Exercise inputs:
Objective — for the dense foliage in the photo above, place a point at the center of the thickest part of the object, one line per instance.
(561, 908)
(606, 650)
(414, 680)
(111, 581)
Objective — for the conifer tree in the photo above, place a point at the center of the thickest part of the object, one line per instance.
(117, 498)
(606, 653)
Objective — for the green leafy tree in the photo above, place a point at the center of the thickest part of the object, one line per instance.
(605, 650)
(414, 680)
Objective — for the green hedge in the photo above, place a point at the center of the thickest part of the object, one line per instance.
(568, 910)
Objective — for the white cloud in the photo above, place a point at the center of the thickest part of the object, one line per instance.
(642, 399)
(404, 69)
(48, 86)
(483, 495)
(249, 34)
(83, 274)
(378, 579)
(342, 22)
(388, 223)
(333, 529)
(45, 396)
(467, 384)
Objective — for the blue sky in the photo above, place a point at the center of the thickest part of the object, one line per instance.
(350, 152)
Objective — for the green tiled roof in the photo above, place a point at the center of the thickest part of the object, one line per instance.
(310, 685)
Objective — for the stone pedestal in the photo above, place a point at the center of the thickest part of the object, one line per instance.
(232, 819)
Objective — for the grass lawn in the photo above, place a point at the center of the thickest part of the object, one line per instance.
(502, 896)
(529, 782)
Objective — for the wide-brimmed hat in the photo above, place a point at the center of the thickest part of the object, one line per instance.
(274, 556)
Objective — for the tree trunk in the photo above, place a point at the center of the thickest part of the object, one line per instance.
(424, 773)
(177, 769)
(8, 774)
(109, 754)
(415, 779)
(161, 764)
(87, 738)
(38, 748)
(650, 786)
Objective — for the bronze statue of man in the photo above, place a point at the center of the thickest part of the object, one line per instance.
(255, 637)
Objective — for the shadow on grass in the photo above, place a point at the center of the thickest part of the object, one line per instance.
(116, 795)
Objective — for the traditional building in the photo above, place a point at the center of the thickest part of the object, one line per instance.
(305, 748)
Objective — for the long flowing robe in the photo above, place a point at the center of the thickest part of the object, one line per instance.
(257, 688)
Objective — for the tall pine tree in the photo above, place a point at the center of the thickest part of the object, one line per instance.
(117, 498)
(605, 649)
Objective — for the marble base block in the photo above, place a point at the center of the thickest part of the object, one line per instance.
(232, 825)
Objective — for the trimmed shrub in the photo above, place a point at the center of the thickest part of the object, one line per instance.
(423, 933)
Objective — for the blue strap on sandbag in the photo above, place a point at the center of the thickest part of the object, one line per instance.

Set exercise:
Provide an exact reproduction of all the entries shown above.

Exercise response:
Objective — for the dense foliage in the photo above, place a point at the center of the thickest part of the object, one line per instance.
(561, 908)
(606, 650)
(414, 680)
(111, 581)
Objective — for the conifer tree in the photo above, place a point at the center of the thickest part of the object, one line per instance.
(117, 498)
(606, 653)
Objective — for the green leafy tree in the photo above, place a point at the center of the thickest part of the object, one line per instance.
(605, 650)
(414, 680)
Objective — for the green hedge in the photo above, place a point at the center of the thickest part of the object, one line per instance.
(568, 910)
Objective — for the white cloud in the photo above, place a point at the center of the thickest part of the object, one line per instance.
(642, 399)
(404, 69)
(48, 86)
(483, 495)
(249, 34)
(83, 274)
(378, 579)
(342, 22)
(388, 223)
(333, 529)
(45, 396)
(467, 384)
Objective — for the blue sky in the photo above, place a point at the center of the thickest part of the object, one line per instance.
(350, 152)
Objective — for the green tiled roof in the photo above, place a point at the center of the thickest part of the object, one line per instance.
(310, 685)
Objective — for the stone pedestal in the photo above, place a point at the center of the thickest part of the object, one line per instance.
(232, 819)
Objective — for the grass lawn in the photo above, place a point at the center of the thickest part of the object, one line per instance.
(502, 896)
(529, 782)
Objective — for the wide-brimmed hat in the photo above, place a point at the center of the thickest part of the object, one line per instance.
(274, 556)
Objective — for the tree trunk in the photo above, place a point at the center of the thickest part of the object, one line per instance.
(424, 773)
(177, 769)
(8, 774)
(109, 754)
(415, 779)
(161, 764)
(87, 738)
(38, 748)
(650, 786)
Objective — for the bronze statue of man in the photo above, place a point at the center of the thickest part of the object, one line per instance.
(255, 637)
Objective — for the shadow on grass in the photo above, place a point at the center of the thickest part of the object, one line per instance.
(116, 795)
Objective — for the traditional building in the photo above, place a point at the center of the thickest part of the object, one line per instance.
(305, 748)
Objective — for the long flowing robe in the photo above, place a point at the center of the thickest part of the object, one line per instance.
(257, 688)
Objective — for the tall pine tree in the photo above, place a point at the center of the thickest part of the object, one line per instance.
(117, 498)
(605, 649)
Objective — for the marble base block in the photo above, place a point at the center of the thickest part of the object, one line per instance.
(232, 825)
Objective — for the trimmed shrub in the photo above, place a point at the center of the thickest part of the object, one line per instance.
(423, 933)
Objective — for the blue strap on sandbag in the photo above, place a point at the center of the thickest part of the object, one line per instance.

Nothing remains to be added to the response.